**Job**
Below is a set of entries. Reproduce exactly the lines from the one containing "of the green" through the end, both included.

**Extracted records**
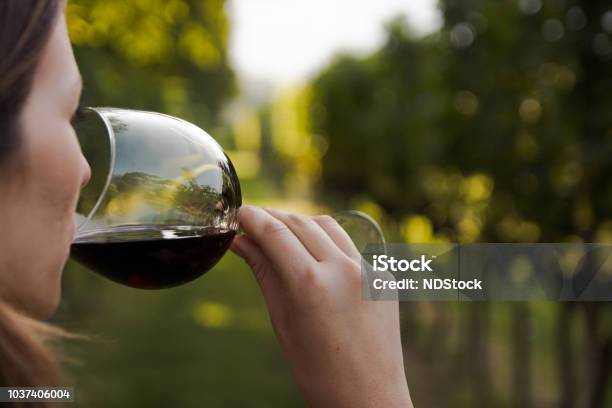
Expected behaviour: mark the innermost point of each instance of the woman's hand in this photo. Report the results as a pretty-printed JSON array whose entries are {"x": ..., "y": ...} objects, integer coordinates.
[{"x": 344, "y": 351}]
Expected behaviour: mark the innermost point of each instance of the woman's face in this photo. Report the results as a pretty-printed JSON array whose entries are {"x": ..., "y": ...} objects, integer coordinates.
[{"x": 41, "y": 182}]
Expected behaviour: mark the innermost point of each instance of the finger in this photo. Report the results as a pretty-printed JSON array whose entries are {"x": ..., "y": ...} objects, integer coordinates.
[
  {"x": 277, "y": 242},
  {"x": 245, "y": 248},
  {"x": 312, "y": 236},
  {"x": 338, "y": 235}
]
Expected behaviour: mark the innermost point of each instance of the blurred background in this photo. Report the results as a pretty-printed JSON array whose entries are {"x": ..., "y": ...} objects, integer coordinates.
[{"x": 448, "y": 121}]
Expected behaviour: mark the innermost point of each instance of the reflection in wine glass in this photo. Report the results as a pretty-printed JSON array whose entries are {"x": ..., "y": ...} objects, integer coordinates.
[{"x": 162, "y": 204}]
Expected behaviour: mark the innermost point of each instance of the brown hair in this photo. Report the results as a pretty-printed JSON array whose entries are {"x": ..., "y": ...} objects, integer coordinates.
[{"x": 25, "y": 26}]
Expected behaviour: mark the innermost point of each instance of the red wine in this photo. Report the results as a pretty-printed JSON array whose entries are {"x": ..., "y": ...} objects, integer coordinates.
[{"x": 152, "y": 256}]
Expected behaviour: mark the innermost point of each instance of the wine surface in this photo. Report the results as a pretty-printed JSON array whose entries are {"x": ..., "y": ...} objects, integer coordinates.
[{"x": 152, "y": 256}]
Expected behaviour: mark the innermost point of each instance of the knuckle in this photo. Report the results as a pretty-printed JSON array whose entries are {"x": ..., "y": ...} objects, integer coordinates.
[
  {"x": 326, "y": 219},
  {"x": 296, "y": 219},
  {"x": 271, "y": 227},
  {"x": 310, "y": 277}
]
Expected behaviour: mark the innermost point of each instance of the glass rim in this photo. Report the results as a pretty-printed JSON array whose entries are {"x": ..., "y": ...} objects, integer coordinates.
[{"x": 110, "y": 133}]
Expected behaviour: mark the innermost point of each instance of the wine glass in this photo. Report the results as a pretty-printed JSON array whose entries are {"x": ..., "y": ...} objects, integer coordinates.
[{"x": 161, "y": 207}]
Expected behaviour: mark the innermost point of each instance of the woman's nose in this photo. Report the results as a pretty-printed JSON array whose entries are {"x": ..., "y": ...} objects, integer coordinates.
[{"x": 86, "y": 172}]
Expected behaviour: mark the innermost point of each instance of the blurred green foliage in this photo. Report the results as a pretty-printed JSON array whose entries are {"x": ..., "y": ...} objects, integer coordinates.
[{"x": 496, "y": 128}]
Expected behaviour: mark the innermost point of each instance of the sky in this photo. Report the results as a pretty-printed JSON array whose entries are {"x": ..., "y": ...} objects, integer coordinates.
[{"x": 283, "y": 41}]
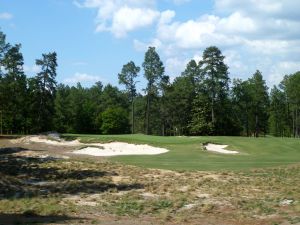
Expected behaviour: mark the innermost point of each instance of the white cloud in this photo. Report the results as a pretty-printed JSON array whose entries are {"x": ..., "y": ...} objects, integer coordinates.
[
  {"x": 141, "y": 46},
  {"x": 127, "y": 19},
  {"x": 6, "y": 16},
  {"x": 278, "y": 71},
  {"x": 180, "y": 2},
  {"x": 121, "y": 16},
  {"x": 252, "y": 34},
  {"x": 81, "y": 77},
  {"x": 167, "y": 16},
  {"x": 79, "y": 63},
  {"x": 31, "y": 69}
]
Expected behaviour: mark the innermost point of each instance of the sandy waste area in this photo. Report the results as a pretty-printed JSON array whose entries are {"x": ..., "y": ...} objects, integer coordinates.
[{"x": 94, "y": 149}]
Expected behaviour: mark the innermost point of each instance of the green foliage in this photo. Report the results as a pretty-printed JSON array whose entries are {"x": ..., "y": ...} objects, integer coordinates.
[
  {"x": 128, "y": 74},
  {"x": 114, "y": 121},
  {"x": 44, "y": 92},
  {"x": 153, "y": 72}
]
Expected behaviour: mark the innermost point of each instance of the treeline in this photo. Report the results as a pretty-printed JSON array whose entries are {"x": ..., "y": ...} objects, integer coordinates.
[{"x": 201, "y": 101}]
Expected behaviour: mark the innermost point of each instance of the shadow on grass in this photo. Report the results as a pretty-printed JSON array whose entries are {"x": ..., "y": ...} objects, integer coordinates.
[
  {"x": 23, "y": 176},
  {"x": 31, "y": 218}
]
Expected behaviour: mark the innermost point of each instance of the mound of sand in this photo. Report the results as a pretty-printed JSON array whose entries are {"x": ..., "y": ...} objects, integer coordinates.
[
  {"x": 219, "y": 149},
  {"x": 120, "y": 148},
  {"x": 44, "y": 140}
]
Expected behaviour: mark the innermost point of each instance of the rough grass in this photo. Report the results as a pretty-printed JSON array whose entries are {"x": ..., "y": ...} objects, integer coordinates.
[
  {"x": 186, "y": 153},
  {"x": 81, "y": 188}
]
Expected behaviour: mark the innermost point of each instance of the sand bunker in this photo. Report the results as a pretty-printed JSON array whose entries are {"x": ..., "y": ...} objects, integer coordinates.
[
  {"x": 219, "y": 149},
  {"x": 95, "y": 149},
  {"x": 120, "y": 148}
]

**Written response**
Expected behaviour: mark the innermost point of each instance of the green foliage in this photo. Report the results as a pretty-printed JSON array whose entries are {"x": ..., "y": ...} objects, integer coordinates.
[
  {"x": 128, "y": 74},
  {"x": 114, "y": 121},
  {"x": 44, "y": 92},
  {"x": 153, "y": 72}
]
Expected behaviour: mark the innermost point of each instance of the treeline in this photo. Report the results as a pretty-printed JSON array whose entries are {"x": ..., "y": ...} objects, integer coordinates.
[{"x": 201, "y": 101}]
Expected behaviour: mark the innermost point of each instance of the shadow on grass in this photo. Report the results as a pretty-printed JSON array whose entries are {"x": ..., "y": ...} objects, integer coordinates.
[
  {"x": 23, "y": 176},
  {"x": 31, "y": 218}
]
Expected behaviour: mark the innermost point of each instance of the mound of sand in this photo. Report the results as a pretty-printed JSON array whose entries are {"x": ..., "y": ...} objects, integer coordinates.
[
  {"x": 219, "y": 149},
  {"x": 120, "y": 148},
  {"x": 44, "y": 140}
]
Expected behaviour: mark the innermost point of each instance of the rough grass in this photo. Report the results as a pretty-printed JSON array whose entries are {"x": ..., "y": ...} objects, integer coordinates.
[
  {"x": 186, "y": 153},
  {"x": 81, "y": 188}
]
Expected behaviour: mark the innermost point of each instance of the sand bunker in this photo. Report the results as a pretty-printed JSON array whose entries are {"x": ..., "y": ...} objects, integer coordinates.
[
  {"x": 219, "y": 149},
  {"x": 95, "y": 149},
  {"x": 120, "y": 148}
]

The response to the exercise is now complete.